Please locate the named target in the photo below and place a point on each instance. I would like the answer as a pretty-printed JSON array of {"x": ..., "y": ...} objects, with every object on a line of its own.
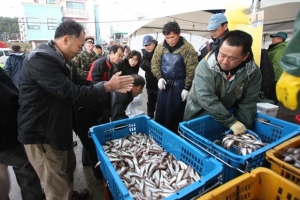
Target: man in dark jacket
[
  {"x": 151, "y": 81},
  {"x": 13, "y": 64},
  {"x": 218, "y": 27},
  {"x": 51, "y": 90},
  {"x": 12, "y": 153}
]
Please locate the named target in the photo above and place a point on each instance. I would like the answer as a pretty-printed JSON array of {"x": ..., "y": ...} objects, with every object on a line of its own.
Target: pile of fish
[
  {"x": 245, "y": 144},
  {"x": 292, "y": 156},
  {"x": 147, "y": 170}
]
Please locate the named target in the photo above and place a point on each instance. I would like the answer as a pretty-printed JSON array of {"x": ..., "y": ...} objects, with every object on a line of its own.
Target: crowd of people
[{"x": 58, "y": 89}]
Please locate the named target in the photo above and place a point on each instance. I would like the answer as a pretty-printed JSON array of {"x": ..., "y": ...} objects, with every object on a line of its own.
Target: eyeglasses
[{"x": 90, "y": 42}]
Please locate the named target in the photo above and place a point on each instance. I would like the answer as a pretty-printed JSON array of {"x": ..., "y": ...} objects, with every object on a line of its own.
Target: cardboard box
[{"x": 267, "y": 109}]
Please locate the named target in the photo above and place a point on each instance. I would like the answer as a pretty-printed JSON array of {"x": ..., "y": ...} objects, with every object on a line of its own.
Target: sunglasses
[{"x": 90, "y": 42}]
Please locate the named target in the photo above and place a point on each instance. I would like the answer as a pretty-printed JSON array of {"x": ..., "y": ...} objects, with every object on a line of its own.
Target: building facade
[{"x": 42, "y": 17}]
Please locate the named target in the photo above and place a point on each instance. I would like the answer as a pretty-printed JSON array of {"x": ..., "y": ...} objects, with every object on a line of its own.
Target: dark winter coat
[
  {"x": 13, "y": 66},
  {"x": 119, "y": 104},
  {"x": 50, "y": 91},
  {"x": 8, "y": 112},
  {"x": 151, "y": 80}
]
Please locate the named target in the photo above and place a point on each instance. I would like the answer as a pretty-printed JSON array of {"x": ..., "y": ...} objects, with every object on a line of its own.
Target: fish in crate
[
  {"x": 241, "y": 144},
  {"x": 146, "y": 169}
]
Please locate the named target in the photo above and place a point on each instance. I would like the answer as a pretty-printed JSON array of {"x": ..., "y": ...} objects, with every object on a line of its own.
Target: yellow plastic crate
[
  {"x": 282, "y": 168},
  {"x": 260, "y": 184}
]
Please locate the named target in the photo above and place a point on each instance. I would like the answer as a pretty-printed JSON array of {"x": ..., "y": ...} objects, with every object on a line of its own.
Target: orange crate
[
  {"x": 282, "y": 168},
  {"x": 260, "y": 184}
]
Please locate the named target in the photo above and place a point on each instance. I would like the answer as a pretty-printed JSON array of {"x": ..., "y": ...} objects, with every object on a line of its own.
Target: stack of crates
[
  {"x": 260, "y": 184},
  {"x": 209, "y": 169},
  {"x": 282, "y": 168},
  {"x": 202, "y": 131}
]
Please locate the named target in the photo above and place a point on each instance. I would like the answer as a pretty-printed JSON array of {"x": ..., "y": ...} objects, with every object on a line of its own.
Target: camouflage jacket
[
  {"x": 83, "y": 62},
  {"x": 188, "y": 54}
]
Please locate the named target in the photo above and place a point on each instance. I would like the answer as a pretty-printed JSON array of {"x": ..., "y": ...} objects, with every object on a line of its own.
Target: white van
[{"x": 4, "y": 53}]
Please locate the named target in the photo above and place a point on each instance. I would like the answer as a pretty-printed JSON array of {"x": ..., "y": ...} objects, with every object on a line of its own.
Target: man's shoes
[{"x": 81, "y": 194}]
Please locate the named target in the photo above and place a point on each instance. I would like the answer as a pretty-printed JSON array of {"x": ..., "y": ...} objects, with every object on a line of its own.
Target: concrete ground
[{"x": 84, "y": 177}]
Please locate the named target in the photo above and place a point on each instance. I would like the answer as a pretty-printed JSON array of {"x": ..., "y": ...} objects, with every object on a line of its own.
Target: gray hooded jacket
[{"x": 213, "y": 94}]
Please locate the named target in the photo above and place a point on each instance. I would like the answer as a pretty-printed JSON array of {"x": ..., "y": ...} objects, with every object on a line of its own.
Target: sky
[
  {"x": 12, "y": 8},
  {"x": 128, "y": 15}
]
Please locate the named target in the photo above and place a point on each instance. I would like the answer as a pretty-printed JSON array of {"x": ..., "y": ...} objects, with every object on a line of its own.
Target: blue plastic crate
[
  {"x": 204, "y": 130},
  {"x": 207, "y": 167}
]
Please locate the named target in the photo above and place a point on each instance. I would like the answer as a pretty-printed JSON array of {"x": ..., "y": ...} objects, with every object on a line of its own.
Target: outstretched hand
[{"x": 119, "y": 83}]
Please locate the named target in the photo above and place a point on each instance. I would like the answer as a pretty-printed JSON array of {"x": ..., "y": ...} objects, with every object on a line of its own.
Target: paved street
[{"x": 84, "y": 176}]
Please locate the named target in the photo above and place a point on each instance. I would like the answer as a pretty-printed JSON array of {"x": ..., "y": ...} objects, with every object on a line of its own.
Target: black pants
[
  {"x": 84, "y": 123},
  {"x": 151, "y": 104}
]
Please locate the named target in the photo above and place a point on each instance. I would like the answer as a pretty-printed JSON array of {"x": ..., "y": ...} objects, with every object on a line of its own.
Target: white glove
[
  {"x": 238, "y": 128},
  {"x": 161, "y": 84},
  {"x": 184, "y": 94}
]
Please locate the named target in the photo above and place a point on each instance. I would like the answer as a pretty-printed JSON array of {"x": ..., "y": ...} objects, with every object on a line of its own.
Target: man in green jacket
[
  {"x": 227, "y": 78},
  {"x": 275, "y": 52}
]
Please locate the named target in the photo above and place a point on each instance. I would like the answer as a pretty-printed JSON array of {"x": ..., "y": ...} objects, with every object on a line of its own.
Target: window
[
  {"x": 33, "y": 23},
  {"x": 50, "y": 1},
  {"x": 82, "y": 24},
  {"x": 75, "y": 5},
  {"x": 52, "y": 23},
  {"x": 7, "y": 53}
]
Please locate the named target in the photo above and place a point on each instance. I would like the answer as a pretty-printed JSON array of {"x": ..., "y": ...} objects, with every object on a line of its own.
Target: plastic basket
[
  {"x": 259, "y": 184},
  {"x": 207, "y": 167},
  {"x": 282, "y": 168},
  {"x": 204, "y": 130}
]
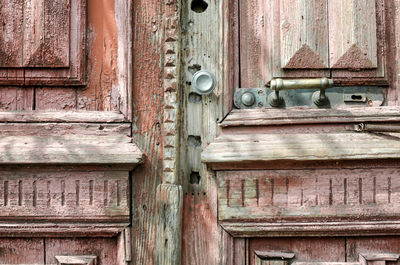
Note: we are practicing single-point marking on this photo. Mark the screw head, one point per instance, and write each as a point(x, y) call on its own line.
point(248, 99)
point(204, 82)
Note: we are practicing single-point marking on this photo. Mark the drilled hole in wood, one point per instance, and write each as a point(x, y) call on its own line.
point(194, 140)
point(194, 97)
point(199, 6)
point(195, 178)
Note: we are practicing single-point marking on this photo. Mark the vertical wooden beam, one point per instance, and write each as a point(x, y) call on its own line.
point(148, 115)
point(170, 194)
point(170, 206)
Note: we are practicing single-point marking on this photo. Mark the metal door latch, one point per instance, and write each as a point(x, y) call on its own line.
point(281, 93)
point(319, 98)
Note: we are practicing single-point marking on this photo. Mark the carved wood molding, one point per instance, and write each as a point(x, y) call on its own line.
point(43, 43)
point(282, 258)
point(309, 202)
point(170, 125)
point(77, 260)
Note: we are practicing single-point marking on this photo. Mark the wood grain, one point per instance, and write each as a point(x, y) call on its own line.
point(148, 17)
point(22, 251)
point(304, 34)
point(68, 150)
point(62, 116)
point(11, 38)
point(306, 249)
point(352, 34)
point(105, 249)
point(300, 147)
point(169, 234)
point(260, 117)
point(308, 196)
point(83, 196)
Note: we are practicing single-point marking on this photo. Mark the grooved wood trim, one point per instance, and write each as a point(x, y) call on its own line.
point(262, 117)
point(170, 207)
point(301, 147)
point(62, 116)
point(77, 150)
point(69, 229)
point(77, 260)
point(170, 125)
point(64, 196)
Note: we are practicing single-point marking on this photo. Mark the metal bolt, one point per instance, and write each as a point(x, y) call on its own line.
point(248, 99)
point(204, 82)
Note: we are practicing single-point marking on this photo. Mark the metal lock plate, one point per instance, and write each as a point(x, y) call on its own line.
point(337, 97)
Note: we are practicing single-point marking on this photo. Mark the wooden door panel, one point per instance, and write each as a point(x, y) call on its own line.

- **PROBLEM**
Scale the point coordinates in the answers by 1.7, rounding each to a whole number with halves rounded up, and write out every line from the line with "Mark the grooved" up to and including the line with "point(337, 97)", with all other text left unchanged.

- **RESPONSE**
Note: we are practicing single-point marking on this photo. Mark the grooved wood trim, one point per instance, and write each as a point(x, y) call on its own line.
point(445, 199)
point(289, 352)
point(512, 250)
point(105, 197)
point(131, 255)
point(117, 389)
point(131, 442)
point(289, 213)
point(109, 333)
Note: we are practicing single-point marking on this photo. Mark the metal bolt, one point per instance, and write each as a point(x, y) call on its own line.
point(422, 168)
point(347, 139)
Note: we are practicing single-point marking on this photo. Mark the metal lock plate, one point per instance, and write each as a point(x, y) call on its own line.
point(573, 165)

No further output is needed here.